Exercise objective
The task calls for every line of the data to be retyped exactly.

Data in this exercise
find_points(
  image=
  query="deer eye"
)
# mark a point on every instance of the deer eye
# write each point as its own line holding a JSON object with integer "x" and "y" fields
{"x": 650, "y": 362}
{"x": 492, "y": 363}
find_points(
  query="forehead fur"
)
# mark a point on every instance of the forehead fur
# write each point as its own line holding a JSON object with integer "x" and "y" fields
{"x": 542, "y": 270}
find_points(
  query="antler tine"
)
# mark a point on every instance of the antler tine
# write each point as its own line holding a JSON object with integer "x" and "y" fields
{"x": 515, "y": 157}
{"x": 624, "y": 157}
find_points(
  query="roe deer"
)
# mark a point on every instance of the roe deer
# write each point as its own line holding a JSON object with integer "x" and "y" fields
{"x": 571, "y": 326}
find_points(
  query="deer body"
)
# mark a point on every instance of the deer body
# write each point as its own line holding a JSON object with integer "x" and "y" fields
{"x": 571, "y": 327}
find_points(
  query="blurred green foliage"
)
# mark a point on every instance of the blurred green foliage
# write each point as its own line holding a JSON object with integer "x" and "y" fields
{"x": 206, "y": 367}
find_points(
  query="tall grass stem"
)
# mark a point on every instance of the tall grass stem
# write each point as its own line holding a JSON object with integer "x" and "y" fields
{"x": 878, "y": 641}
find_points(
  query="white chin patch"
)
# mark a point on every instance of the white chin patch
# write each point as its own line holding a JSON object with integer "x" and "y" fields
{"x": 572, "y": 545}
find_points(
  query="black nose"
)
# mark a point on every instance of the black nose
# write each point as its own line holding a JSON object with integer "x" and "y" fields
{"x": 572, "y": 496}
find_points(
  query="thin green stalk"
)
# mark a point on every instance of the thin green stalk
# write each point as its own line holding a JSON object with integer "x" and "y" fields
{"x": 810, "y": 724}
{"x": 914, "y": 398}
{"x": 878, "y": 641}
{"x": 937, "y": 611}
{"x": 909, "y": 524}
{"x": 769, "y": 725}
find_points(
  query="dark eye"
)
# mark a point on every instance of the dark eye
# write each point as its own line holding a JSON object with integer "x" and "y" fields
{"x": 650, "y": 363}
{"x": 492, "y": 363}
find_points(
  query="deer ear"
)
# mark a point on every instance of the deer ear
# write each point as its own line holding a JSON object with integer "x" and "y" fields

Response
find_points(
  image=
  query="deer eye"
)
# mark a point on every instance of the deer eye
# write each point as its own line holding a JSON object with integer "x" and "y" fields
{"x": 650, "y": 362}
{"x": 492, "y": 363}
find_points(
  query="forehead fur"
)
# mark a point on every instance of the forehead fur
# write each point as its own line holding a JSON object with integer "x" and "y" fields
{"x": 542, "y": 270}
find_points(
  query="antler tine"
)
# mark a point on every instance of the antler tine
# write each point as its own line holding a JSON object with integer "x" and "y" fields
{"x": 515, "y": 157}
{"x": 624, "y": 157}
find_points(
  query="roe deer"
)
# mark a point on every instance of the roe deer
# write each point as its own line holding a JSON object with integer "x" and "y" fields
{"x": 571, "y": 326}
find_points(
  query="deer body"
)
# mark a point on every instance of the deer body
# write each point as its own line holding a JSON object with integer "x" and "y" fields
{"x": 571, "y": 327}
find_points(
  query="blurred green foliage"
)
# mark a point on every instance of the blurred green foliage
# write each point as its own line holding a JSON object with integer "x" and "y" fields
{"x": 206, "y": 367}
find_points(
  query="tall grass stem"
)
# mark a point on every instance of the tall grass stem
# write each point as its own line holding a JSON object with integer "x" and "y" fields
{"x": 878, "y": 641}
find_points(
  query="white chin patch"
)
# mark a point on every instance of the white chin patch
# write each point as its own line holding a JSON object with integer "x" and "y" fields
{"x": 572, "y": 545}
find_points(
  query="black nose"
)
# mark a point on every instance of the black nose
# write each point as its own line holding a JSON object with integer "x" and "y" fields
{"x": 572, "y": 496}
find_points(
  query="thin green stalk"
)
# mark a point on every instance of the thin green stalk
# write each point as its own line holding a JSON object with integer "x" and "y" fields
{"x": 810, "y": 724}
{"x": 914, "y": 398}
{"x": 878, "y": 641}
{"x": 937, "y": 611}
{"x": 909, "y": 524}
{"x": 769, "y": 725}
find_points(
  query="dark eye"
)
# mark a point on every instance of the dark eye
# write each point as its own line holding a JSON object with integer "x" and "y" fields
{"x": 650, "y": 363}
{"x": 492, "y": 363}
find_points(
  query="deer ear"
)
# mark a point on every instance of the deer ear
# write each point as its own line holding a JSON object with integer "x" and "y" fields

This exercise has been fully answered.